TASKS TO PERFORM
a – Translate this sentence from the forum thread about Bebe dresses into Spanish: "A fitted blazer or fitted leather jacket would look great with it!"
b – Carry on the forum thread about Bebe dresses from the point where it stops.

SELECTED EXCERPT
——

# Thoughts on Bebe dresses and this one in particular ...



## SweetCheeks (Nov 8, 2014)

Also, could this be worn to either a 10 year HS reunion dinner and/or New Years? What shoes or boots would you rec? Would a blazer be ok as a coat w/ it?


----------



## shellygrrl (Nov 8, 2014)

I've never owned anything Bebe.  Personally, I would not wear it (I don't have the body type to pull it off, and I'm not a massive fan of dresses and skirts above the knee). That said! I think you can wear it with a blazer, and if you accessorized it well with some jewelry (I'm thinking it'd look great with a necklace), it'd look fantastic. If you're going to wear a heel, I'd suggest going mid-height (nothing over 4"). I'm not sure boots would look right with that.


----------



## suciarubia (Feb 1, 2015)

Love it, as long as it doesn't ride sky high when you bend over! I'd only wear booties with it if you have long, lean legs, as they can really make short legs look stubby, IMO. Otherwise, I'd wear pumps or strappy heels. A fitted blazer or fitted leather jacket would look great with it!


----------



## wretchedwonder (Feb 10, 2015)

——

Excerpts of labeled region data
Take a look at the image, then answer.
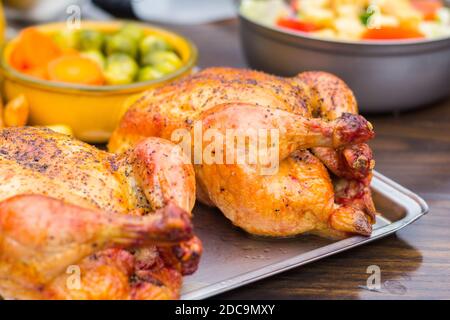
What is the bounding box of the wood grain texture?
[169,21,450,299]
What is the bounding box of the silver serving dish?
[239,5,450,113]
[181,172,428,299]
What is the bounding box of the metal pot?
[239,14,450,113]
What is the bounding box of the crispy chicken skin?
[0,127,202,299]
[109,68,375,237]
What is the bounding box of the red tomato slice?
[411,0,444,20]
[362,27,424,40]
[277,18,320,32]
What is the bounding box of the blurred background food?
[240,0,450,113]
[241,0,450,41]
[1,20,197,143]
[0,0,450,138]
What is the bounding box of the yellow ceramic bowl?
[1,21,197,143]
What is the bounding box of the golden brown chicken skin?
[0,127,202,299]
[109,68,375,237]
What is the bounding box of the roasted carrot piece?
[4,94,30,127]
[48,55,104,85]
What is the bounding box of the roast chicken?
[0,127,202,299]
[109,67,375,238]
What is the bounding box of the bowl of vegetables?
[1,21,197,143]
[239,0,450,112]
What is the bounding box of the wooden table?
[166,21,450,299]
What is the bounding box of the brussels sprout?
[53,29,80,49]
[119,23,144,42]
[104,53,139,85]
[80,30,105,51]
[139,35,171,56]
[141,51,182,68]
[137,66,164,81]
[81,50,106,69]
[106,34,137,58]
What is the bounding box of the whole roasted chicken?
[0,127,202,299]
[109,68,375,237]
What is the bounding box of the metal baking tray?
[181,172,428,299]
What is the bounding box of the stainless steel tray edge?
[181,172,429,300]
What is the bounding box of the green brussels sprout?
[139,35,171,56]
[81,50,106,70]
[79,30,105,51]
[119,23,144,42]
[137,66,164,81]
[104,53,139,85]
[141,51,182,68]
[53,28,80,49]
[106,34,137,58]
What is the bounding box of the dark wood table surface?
[165,21,450,299]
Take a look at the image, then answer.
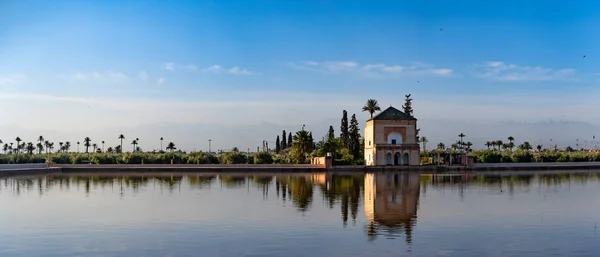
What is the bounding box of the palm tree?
[496,140,504,151]
[438,142,446,150]
[118,134,125,152]
[25,142,35,154]
[65,141,71,152]
[292,130,314,162]
[465,142,473,152]
[507,136,515,152]
[506,142,515,152]
[38,136,45,149]
[363,99,381,119]
[167,142,177,152]
[83,137,92,153]
[15,137,23,154]
[421,137,429,153]
[131,139,137,152]
[36,142,44,154]
[458,133,466,148]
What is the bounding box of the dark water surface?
[0,173,600,257]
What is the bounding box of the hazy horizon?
[0,0,600,151]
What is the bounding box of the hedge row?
[0,152,290,164]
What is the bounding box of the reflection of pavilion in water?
[364,173,420,243]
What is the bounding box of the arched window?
[387,132,402,145]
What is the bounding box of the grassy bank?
[0,152,292,164]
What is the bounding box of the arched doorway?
[394,153,400,165]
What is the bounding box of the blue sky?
[0,0,600,149]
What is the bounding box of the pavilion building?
[365,106,421,166]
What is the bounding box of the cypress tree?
[340,110,350,148]
[348,114,360,156]
[281,129,288,150]
[327,126,335,140]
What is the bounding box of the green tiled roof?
[373,106,417,120]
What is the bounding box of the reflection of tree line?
[421,173,600,187]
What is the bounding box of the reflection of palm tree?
[292,130,313,162]
[166,142,177,152]
[118,134,125,150]
[83,137,92,153]
[363,99,381,119]
[219,175,246,187]
[15,137,22,154]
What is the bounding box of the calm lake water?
[0,170,600,257]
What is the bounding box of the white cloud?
[163,62,175,71]
[290,61,454,77]
[138,70,148,80]
[72,70,129,81]
[476,61,575,81]
[106,71,128,79]
[0,74,27,85]
[202,65,223,73]
[227,66,254,75]
[202,64,258,76]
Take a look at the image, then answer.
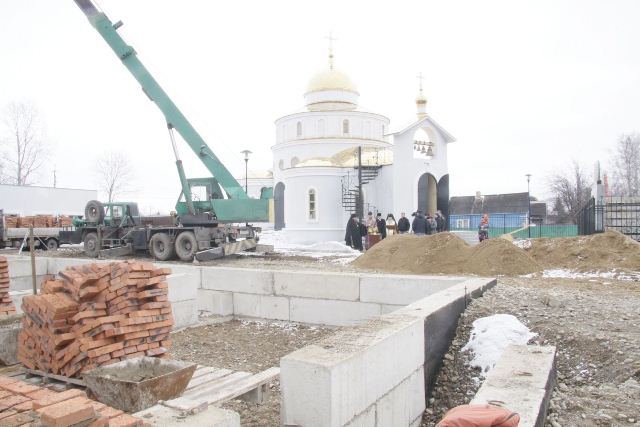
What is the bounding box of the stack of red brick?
[18,261,173,377]
[0,377,143,427]
[0,256,16,316]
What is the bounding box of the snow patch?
[461,314,538,377]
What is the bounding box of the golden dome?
[307,68,358,93]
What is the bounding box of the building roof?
[449,193,547,216]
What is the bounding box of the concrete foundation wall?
[280,279,495,426]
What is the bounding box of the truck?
[64,0,273,260]
[0,209,69,250]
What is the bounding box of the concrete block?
[233,292,289,320]
[380,304,404,314]
[346,405,376,427]
[290,297,380,326]
[133,404,240,427]
[9,291,33,314]
[171,300,198,329]
[167,273,200,302]
[280,310,424,427]
[7,253,49,279]
[376,366,425,427]
[273,271,360,301]
[360,274,464,305]
[202,267,273,295]
[196,289,233,316]
[471,345,556,427]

——

RESULTS BY TASK
a – ¡Un blazer entallado o una chaqueta de cuero entallada le quedarían genial!

b –
Bebe quality is just okay. Nothing to write home about. I agree with @suciarubia and would only wear booties not boots. A statement necklace could be really pretty. Something like this:


----------



## clarkedakin (Mar 27, 2015)

This is not my taste. I didn't wear such dresses that  but that's my view. I think heel goes well with this one. You should wear broad earings with this.


----------



## Isra Yassin (Nov 13, 2015)

Bebe dresses are EVERYTHING!!!
  What I like about their bodycon dresses is the quality AND the fact that you can shorten it and lengthen it. I am an hourglass figure..I have this same exact dress but its knee high for me because I pull it down.Gogeous design,reminds me of henna  I got many compliments on it. 
  You have to have an eye.


----------



## MomOfThree1980 (Apr 20, 2016)

Looks great!  I think paired with a blazer for the reunion and either a pump, strappy heel, or booties would be great.  For NYE you could probably do without the blazer unless it's cold.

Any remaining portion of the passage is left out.